● **BRANO DA LEGGERE**:
....

Adesso siam qui, tra quei che son sospesi, nell’attesa di capire che cosa accadrà, perché in questa follia che stiamo vivendo, non abbiamo perso solo migliaia di miliardi di dollari, ma qualcosa di molto più importante. È venuto a mancare quel legame impalpabile che tiene insieme il vivere civile, che si chiama fiducia e che ci unisce, gli uni altri, e fa in modo che si collabori alla realizzazione di fini comuni. Un ingrediente formidabile, molto più importante del vile danaro, ma col difetto d’essere facilmente deperibile, come la mozzarella. Quando si degrada, si altera, se viene meno, non si recupera facilmente. Ma è l’ingrediente fondamentale dello sviluppo economico. Tecnicamente, si chiama capitale sociale, quella risorsa intangibile, su cui è strutturata la società civile, fatta di senso di obbligazione e di responsabilità verso gli altri, solidarietà e partecipazione. Minare la fiducia equivale a «rovinare la comunicazione, creare difficoltà e sospetto, rendere gli accordi inefficaci, indebolire la mediazione, ridurre la solidarietà, screditare la leadership» (T. Schelling, 1984).

....

● **RECORD**:
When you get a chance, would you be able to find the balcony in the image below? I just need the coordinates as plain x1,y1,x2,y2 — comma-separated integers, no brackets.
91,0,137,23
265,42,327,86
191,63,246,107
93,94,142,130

....

● **CONSEGNA**: Ribatta per intero il brano sulla fiducia, senza modificarne alcuna parola né la punteggiatura.

● **RISULTATO**:
Adesso siam qui, tra quei che son sospesi, nell’attesa di capire che cosa accadrà, perché in questa follia che stiamo vivendo, non abbiamo perso solo migliaia di miliardi di dollari, ma qualcosa di molto più importante. È venuto a mancare quel legame impalpabile che tiene insieme il vivere civile, che si chiama fiducia e che ci unisce, gli uni altri, e fa in modo che si collabori alla realizzazione di fini comuni. Un ingrediente formidabile, molto più importante del vile danaro, ma col difetto d’essere facilmente deperibile, come la mozzarella. Quando si degrada, si altera, se viene meno, non si recupera facilmente. Ma è l’ingrediente fondamentale dello sviluppo economico. Tecnicamente, si chiama capitale sociale, quella risorsa intangibile, su cui è strutturata la società civile, fatta di senso di obbligazione e di responsabilità verso gli altri, solidarietà e partecipazione. Minare la fiducia equivale a «rovinare la comunicazione, creare difficoltà e sospetto, rendere gli accordi inefficaci, indebolire la mediazione, ridurre la solidarietà, screditare la leadership» (T. Schelling, 1984).